◆ Directions for this task
Report every line in the items below that contains the string "distant".

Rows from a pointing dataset

☆ ☆ ☆ ☆ ☆ ☆ ☆

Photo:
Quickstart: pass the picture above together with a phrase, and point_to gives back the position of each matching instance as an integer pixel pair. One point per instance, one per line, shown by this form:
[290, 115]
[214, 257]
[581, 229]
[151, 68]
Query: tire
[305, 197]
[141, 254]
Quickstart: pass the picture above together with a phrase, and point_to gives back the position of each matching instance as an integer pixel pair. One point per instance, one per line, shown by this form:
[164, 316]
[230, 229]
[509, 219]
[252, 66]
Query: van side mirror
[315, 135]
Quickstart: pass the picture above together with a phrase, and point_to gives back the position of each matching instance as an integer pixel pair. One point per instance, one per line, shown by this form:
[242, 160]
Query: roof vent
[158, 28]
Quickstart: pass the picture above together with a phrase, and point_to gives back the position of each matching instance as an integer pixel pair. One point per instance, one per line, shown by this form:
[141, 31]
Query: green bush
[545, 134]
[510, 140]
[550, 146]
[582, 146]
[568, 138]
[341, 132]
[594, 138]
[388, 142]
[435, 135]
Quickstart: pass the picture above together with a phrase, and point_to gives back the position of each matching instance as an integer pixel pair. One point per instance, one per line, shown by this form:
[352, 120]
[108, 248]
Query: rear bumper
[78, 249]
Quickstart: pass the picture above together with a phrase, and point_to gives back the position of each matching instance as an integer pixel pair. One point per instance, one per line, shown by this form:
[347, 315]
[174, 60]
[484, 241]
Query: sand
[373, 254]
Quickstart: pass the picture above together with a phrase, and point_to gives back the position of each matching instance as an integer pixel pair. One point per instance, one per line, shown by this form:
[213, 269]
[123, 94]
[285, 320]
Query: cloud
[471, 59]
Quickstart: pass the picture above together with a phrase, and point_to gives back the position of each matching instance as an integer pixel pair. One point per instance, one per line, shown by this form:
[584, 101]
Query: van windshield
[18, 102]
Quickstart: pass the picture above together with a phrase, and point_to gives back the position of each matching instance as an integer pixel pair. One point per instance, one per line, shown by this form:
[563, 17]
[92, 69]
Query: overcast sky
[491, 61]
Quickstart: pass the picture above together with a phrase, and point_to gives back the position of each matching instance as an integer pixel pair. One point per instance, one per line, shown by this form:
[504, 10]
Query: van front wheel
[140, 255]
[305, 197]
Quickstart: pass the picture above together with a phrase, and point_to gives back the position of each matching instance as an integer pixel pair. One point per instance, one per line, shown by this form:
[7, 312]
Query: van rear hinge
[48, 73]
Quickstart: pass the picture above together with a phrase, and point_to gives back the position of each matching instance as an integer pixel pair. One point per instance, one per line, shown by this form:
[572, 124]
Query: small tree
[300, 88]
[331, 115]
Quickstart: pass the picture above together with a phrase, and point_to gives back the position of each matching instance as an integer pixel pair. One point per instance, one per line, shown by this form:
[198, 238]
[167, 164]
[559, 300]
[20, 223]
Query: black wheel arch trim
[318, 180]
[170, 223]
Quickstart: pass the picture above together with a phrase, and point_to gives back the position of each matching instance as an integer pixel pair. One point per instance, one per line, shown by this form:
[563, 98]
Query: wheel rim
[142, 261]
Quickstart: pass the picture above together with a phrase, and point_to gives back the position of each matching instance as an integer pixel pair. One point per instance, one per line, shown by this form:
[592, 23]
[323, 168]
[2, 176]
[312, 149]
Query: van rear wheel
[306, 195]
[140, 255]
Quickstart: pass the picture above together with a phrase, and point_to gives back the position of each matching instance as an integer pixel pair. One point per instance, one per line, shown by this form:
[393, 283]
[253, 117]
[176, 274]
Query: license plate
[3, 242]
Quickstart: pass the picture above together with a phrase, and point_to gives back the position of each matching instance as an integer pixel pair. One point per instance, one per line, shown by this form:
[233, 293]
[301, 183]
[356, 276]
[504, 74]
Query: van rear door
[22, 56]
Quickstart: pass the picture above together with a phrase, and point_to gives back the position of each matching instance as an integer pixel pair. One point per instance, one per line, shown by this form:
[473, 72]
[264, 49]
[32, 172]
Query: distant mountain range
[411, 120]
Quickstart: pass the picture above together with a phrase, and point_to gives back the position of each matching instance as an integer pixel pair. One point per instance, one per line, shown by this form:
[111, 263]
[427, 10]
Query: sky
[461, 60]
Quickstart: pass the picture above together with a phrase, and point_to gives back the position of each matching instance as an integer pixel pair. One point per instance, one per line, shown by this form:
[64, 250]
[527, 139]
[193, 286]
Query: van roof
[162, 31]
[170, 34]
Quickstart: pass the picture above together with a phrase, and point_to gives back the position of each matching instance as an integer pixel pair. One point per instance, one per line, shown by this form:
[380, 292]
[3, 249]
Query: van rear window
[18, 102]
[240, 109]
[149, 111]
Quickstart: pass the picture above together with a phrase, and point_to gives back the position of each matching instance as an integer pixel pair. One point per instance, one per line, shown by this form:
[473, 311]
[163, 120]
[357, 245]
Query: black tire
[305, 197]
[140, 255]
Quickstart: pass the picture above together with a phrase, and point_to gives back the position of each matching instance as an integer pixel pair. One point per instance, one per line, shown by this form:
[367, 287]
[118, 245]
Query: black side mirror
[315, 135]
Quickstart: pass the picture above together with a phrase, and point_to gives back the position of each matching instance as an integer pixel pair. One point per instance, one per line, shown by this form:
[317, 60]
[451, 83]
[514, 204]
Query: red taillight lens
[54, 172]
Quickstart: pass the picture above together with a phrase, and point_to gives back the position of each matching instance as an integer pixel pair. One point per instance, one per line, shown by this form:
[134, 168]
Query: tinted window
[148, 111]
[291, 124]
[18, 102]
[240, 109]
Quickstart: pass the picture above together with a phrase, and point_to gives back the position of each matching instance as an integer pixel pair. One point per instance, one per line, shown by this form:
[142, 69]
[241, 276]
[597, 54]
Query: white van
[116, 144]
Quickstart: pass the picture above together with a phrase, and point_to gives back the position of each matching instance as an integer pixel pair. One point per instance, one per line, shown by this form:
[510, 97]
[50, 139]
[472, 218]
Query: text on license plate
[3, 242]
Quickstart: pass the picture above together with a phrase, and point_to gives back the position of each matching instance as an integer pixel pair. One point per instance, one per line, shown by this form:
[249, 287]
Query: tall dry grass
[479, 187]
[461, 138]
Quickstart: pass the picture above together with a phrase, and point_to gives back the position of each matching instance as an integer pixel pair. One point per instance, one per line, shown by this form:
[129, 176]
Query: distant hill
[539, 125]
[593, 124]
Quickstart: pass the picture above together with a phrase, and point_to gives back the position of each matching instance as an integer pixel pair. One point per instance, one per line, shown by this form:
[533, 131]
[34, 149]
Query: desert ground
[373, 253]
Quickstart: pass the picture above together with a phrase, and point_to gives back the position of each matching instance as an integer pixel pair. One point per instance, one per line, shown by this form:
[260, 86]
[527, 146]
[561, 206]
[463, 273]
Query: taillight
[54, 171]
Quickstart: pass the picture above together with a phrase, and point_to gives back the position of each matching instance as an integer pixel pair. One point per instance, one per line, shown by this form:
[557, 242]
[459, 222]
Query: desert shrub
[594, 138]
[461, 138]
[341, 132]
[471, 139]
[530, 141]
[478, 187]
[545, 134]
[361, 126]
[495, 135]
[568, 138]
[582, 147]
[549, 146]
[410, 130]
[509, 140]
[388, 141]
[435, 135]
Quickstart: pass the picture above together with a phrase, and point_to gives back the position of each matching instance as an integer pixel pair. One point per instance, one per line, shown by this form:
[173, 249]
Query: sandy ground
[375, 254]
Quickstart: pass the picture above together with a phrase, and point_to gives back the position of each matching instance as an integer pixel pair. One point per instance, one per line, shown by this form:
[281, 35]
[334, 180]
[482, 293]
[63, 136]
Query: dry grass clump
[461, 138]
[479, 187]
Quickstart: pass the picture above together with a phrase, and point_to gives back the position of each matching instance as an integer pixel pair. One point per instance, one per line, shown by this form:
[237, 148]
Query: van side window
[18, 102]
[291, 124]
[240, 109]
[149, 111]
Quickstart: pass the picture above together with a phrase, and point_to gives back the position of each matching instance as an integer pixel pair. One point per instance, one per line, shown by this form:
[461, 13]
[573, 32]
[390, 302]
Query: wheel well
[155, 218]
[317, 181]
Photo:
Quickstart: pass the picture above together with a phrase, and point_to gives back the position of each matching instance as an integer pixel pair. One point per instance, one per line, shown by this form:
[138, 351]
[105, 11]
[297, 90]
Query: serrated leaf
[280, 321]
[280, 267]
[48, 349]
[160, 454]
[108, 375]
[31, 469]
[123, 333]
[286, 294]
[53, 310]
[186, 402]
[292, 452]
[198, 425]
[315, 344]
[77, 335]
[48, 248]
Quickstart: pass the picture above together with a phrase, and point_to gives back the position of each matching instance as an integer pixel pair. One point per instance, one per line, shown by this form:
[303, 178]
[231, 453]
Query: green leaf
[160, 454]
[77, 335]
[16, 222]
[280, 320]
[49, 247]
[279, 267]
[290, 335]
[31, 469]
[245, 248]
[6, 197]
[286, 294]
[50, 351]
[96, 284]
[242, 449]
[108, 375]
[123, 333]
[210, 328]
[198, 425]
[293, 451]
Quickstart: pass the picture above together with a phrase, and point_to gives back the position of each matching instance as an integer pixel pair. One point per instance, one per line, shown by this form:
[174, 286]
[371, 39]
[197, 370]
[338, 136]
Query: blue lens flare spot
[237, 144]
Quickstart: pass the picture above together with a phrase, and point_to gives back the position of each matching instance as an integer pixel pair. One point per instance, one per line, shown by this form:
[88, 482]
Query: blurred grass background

☆ ☆ ☆ ☆ ☆ ☆ ☆

◆ Right answer
Query: distant mountain range
Query: distant hill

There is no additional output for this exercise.